:: Exercise details ::
Quote every line of the listing below word for word.

Entries from a point annotation set
START
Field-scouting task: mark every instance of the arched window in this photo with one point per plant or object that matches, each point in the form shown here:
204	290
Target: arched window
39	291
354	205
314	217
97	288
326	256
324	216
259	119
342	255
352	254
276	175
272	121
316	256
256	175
END
:: Answer to the exercise ::
Field-scouting task: mark every instance of the arched window in this photo with one point per plant or object that matches, each point in the form shown here:
204	290
Target: arched window
39	291
354	205
314	217
97	288
326	256
324	216
259	119
342	255
352	254
276	175
272	121
316	256
256	175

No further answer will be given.